• _ИСХОДНЫЙ ЗАПРОС 1_
С кем Бабель приехал в Париж на конгресс, согласно отрывку для чтения?

• _ОТРЫВОК ДЛЯ ЧТЕНИЯ_
________________________________________
Выбрать главу

Неожиданно Бабель исчез из Москвы снова.

Кажется, только вчера мы разговаривали по телефону, собирались погулять по арбатским переулкам, — и вдруг опять от него ни звука.

Наконец пришла открытка с видом собора Парижской богоматери: Бабель был в Париже. Оказалось, что он, несколько позже, чем остальные члены советской делегации, приехал вместе с Пастернаком в Париж на Всемирный конгресс деятелей культуры.

«Бегаю по Парижу, как заяц, — писал он на открытке своим мелким, косым почерком. — Хочу сделать баланс личным знаниям и мыслям об этом городе. Он так же прекрасен, как и раньше. Путешествие мое с Пастернаком достойно комической поэмы. Конгресс оказался действием более серьезным, чем я предполагал. Чаще других вижусь с Тихоновым, Толстым, Кольцовым. Вчера открывали в Ville guif проспект имени Горького, — необыкновенно трогательно. В Москву приеду в конце июля. Ваш И. Б.»

Позже я прочла в статье И. Эренбурга, напечатанной в «Известиях», как Бабель выступал на Парижском конгрессе:

«Бабель не читал своей речи, он говорил по-французски свободно, весело и мастерски, в течение пятнадцати минут он веселил аудиторию несколькими ненаписанными рассказами. Люди смеялись, и в то же время они понимали, что под видом веселых историй идет речь о сущности наших людей и нашей культуры».
________________________________________
• _Записи из набора данных_
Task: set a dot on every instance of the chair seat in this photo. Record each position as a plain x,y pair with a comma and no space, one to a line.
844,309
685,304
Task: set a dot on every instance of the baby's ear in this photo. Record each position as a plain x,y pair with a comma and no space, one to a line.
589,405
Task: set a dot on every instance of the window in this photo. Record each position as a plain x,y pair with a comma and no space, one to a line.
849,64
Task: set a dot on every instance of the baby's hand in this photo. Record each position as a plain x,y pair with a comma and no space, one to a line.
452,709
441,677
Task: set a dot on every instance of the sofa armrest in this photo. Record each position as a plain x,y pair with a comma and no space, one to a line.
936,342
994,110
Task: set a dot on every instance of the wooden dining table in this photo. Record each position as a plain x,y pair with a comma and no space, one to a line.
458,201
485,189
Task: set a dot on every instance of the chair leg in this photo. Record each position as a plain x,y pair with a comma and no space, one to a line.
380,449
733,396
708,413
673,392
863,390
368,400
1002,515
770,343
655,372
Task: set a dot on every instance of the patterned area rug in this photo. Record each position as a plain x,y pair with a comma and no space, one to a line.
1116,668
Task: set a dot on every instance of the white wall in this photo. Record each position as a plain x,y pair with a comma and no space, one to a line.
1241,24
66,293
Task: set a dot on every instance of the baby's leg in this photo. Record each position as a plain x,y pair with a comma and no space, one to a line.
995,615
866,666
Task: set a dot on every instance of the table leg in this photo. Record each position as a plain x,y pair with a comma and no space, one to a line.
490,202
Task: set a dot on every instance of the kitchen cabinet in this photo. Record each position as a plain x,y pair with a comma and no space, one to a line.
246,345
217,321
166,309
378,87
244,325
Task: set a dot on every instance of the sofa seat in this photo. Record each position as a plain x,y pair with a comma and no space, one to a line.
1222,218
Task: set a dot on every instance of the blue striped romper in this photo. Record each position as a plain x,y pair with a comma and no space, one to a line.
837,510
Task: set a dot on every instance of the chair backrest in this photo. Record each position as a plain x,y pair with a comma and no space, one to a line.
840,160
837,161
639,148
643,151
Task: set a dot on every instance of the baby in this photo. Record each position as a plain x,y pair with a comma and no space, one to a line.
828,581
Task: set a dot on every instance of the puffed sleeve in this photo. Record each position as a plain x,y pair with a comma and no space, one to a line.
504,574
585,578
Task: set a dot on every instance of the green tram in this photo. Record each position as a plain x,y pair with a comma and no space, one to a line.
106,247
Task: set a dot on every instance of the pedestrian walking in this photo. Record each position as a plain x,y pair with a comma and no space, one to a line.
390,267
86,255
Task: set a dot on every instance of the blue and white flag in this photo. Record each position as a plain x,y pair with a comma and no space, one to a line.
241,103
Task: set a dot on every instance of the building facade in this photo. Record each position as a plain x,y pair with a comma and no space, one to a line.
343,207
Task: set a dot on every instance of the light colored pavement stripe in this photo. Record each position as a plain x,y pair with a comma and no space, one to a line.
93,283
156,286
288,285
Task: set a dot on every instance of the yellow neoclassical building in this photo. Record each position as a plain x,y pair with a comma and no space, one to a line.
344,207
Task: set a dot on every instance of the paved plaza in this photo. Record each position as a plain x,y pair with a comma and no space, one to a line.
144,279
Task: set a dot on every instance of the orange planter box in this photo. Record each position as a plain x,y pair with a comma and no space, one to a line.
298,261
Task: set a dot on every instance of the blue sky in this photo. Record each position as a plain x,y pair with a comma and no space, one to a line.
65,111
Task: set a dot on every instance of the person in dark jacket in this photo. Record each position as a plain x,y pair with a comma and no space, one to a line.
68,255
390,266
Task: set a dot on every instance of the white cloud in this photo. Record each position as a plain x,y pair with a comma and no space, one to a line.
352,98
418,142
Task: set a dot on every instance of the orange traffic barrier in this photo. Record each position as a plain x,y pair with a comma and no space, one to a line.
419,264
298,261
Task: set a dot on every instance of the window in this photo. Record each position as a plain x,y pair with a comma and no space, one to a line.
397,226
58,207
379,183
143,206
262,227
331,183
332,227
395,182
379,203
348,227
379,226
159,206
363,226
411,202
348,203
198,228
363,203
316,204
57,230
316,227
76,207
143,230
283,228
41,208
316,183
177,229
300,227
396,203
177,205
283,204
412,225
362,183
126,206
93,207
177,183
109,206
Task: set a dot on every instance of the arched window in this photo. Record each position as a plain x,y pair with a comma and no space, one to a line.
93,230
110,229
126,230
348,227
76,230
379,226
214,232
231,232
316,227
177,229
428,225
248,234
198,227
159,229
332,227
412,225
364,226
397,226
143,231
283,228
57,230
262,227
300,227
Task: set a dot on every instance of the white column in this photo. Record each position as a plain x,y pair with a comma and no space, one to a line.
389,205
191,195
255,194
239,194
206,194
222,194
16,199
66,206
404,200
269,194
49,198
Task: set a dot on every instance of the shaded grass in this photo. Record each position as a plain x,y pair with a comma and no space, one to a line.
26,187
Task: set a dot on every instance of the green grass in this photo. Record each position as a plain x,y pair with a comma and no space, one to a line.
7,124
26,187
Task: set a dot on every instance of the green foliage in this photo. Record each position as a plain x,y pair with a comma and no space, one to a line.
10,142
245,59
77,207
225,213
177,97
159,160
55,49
________________________________________
• _ИСХОДНЫЙ ЗАПРОС 2_
Замените «dot» на «mark» в записях: перепишите всё, от строки, содержащей «Task: set a dot on every instance of the white column», до конца записей, ничего больше не меняя.

• _РЕЗУЛЬТАТ 1_
С Пастернаком.

• _РЕЗУЛЬТАТ 2_
Task: set a mark on every instance of the white column in this photo. Record each position as a plain x,y pair with a comma and no space, one to a line.
389,205
191,195
255,194
239,194
206,194
222,194
16,199
66,206
404,200
269,194
49,198
Task: set a mark on every instance of the shaded grass in this photo. Record each position as a plain x,y pair with a comma and no space, one to a line.
26,187
Task: set a mark on every instance of the green grass in this photo. Record each position as a plain x,y pair with a comma and no space, one to a line.
7,124
26,187
Task: set a mark on every instance of the green foliage in this photo. Record each position as a plain x,y pair with a comma and no space, one to a line.
10,142
245,59
77,207
225,213
177,97
159,160
55,49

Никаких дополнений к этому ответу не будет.